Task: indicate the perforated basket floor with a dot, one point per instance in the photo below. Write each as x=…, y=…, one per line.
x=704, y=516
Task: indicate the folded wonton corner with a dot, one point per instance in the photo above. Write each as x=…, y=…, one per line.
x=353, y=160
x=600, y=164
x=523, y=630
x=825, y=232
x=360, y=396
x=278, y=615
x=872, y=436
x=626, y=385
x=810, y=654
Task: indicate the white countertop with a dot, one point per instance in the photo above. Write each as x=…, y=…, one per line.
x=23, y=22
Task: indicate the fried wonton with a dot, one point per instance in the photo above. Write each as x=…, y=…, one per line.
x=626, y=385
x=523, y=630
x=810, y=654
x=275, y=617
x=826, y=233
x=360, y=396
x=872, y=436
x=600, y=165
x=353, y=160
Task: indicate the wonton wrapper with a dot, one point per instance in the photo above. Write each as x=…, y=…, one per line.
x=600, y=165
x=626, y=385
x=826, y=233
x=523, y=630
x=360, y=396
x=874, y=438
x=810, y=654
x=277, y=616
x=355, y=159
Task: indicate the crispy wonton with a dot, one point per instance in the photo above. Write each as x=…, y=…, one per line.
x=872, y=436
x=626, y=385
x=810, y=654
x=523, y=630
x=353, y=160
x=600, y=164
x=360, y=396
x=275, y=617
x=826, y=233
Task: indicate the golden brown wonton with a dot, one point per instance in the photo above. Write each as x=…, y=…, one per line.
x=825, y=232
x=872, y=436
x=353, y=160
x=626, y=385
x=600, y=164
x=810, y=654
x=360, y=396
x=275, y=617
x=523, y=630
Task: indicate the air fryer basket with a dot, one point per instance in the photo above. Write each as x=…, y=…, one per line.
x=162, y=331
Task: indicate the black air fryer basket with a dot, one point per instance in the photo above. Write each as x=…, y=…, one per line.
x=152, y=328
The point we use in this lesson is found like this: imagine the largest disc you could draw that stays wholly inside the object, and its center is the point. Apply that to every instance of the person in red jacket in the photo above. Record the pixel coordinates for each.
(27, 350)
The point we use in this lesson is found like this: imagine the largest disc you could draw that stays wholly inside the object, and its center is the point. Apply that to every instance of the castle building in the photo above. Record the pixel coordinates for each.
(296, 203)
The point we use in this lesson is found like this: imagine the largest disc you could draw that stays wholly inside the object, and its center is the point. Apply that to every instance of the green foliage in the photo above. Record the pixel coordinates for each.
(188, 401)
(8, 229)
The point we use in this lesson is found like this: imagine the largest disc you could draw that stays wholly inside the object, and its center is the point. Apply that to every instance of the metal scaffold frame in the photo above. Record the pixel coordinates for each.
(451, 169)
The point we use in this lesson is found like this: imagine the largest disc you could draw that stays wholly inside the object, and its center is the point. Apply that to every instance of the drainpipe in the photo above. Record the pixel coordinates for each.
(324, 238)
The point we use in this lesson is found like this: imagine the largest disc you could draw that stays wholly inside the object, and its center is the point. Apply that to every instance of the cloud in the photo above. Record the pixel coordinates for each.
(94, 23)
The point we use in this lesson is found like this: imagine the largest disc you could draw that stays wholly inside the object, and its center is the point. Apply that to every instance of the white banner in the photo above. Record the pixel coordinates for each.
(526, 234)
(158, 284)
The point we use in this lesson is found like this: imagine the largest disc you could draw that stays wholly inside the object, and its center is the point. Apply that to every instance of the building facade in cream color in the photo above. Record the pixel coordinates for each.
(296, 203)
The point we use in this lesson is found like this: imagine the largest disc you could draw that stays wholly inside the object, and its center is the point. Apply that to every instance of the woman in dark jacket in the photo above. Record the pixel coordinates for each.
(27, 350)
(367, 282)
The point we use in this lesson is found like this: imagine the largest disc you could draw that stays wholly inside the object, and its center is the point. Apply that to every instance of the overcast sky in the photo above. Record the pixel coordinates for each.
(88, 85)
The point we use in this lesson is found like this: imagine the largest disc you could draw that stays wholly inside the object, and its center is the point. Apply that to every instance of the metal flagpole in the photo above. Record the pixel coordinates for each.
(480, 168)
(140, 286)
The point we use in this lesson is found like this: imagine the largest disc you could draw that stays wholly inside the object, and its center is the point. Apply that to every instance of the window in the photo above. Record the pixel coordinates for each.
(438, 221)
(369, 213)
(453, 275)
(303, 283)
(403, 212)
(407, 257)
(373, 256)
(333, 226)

****

Write a verbatim copy of the listing above.

▸ Task solution
Task: indicate the perforated basket floor with a dot, one point per instance in the photo below. Write each as x=…, y=…, one per line.
x=704, y=516
Task: indicate the folded wonton corner with a dot, one point per instance in the photo above. Write each as x=…, y=…, one per line.
x=353, y=160
x=600, y=164
x=523, y=630
x=825, y=232
x=360, y=396
x=278, y=615
x=872, y=436
x=626, y=385
x=810, y=654
Task: indicate the white countertop with a dot, one point per instance in the photo above. Write each as x=…, y=…, one per line.
x=23, y=22
Task: indicate the fried wonton with a dot, one point per instance in the photo above. Write each as x=…, y=…, one per line.
x=626, y=385
x=523, y=630
x=810, y=654
x=275, y=617
x=826, y=233
x=360, y=396
x=872, y=436
x=600, y=165
x=353, y=160
Task: indicate the wonton wrapper with a dot, one point per instance in the photo above. Write each as x=…, y=…, one per line.
x=600, y=165
x=626, y=385
x=826, y=233
x=523, y=630
x=360, y=396
x=874, y=438
x=810, y=654
x=277, y=616
x=355, y=159
Task: indicate the crispy wonton with a dot, one point per instance in the photo above. Write each as x=…, y=…, one per line.
x=872, y=436
x=626, y=385
x=810, y=654
x=523, y=630
x=353, y=160
x=600, y=164
x=360, y=396
x=275, y=617
x=826, y=233
Task: indicate the golden brown wonton with a dot, one point per instance in the photo above. Write each as x=…, y=…, one per line.
x=825, y=232
x=872, y=436
x=353, y=160
x=626, y=385
x=600, y=164
x=810, y=654
x=360, y=396
x=275, y=617
x=523, y=630
Task: indicate the air fryer basket with a dot, one point per instance in the photo above. Write each as x=…, y=…, one per line.
x=162, y=331
Task: indicate the black air fryer basket with a dot, one point per instance in the photo above. Write each as x=…, y=…, one per line.
x=152, y=328
The point we use in this lesson is found like this: imagine the largest disc you could draw that stays wholly inside the object, and its center is the point. Apply that to every instance of the person in red jacket in the photo above. Record the pixel coordinates for each.
(27, 350)
The point we use in this lesson is found like this: imagine the largest disc you could draw that stays wholly inside the object, and its center is the point. Apply that to every instance of the castle building in the photo above. Record the pixel coordinates for each.
(296, 203)
The point we use in this lesson is found like this: imagine the largest disc you could draw that stays wholly inside the object, and its center is the point. Apply that to every instance of the green foliage in the photo above. Record the pixel coordinates for each.
(188, 401)
(8, 229)
The point we use in this lesson is found like this: imagine the largest disc you could draw that stays wholly inside the object, and its center is the point. Apply that to every instance of the metal scaffold frame in the photo above. Record the pixel coordinates for each.
(451, 169)
The point we use in this lesson is found like this: imagine the largest disc you could draw that stays wholly inside the object, and its center is the point. Apply that to every instance of the drainpipe in the photo above. Record the pixel coordinates for each.
(324, 238)
The point we use in this lesson is found like this: imagine the largest disc you could draw that stays wholly inside the object, and its center is the point. Apply that to every instance of the cloud in the photo above. Record the pixel coordinates for each.
(94, 23)
The point we use in this lesson is found like this: imagine the largest disc you could draw that stays wholly inside the object, and its center is the point. Apply that to every instance of the white banner in the photo above. Record the pixel coordinates for each.
(526, 234)
(158, 284)
The point we use in this lesson is found like this: imagine the largest disc you could draw that stays wholly inside the object, and its center is the point. Apply that to every instance of the building facade in cream color in the photo above. Record the pixel coordinates for each.
(296, 203)
The point we use in this lesson is found like this: imagine the largest disc you could draw that stays wholly inside the object, and its center is the point. Apply that to every instance of the woman in dark jacket in the photo above. Record the pixel coordinates for each.
(27, 350)
(367, 282)
The point we use in this lesson is found like this: imagine the largest disc you could draw that stays wholly inside the object, and its center is the point. Apply that to every instance of the overcast sky in the photo above. Record the pixel coordinates for each.
(88, 85)
The point we use in this lesson is found like this: imagine the largest disc you could draw that stays wholly inside the object, and its center is the point. Apply that to every instance of the metal flagpole in the photo above. Record the pixel coordinates for each.
(480, 168)
(140, 286)
The point we use in this lesson is found like this: imagine the largest disc you could draw that stays wholly inside the object, and its center is the point. Apply that to every instance of the window in the photo above. Record the pixel coordinates for each.
(438, 221)
(369, 213)
(453, 275)
(303, 283)
(403, 212)
(407, 257)
(373, 256)
(333, 226)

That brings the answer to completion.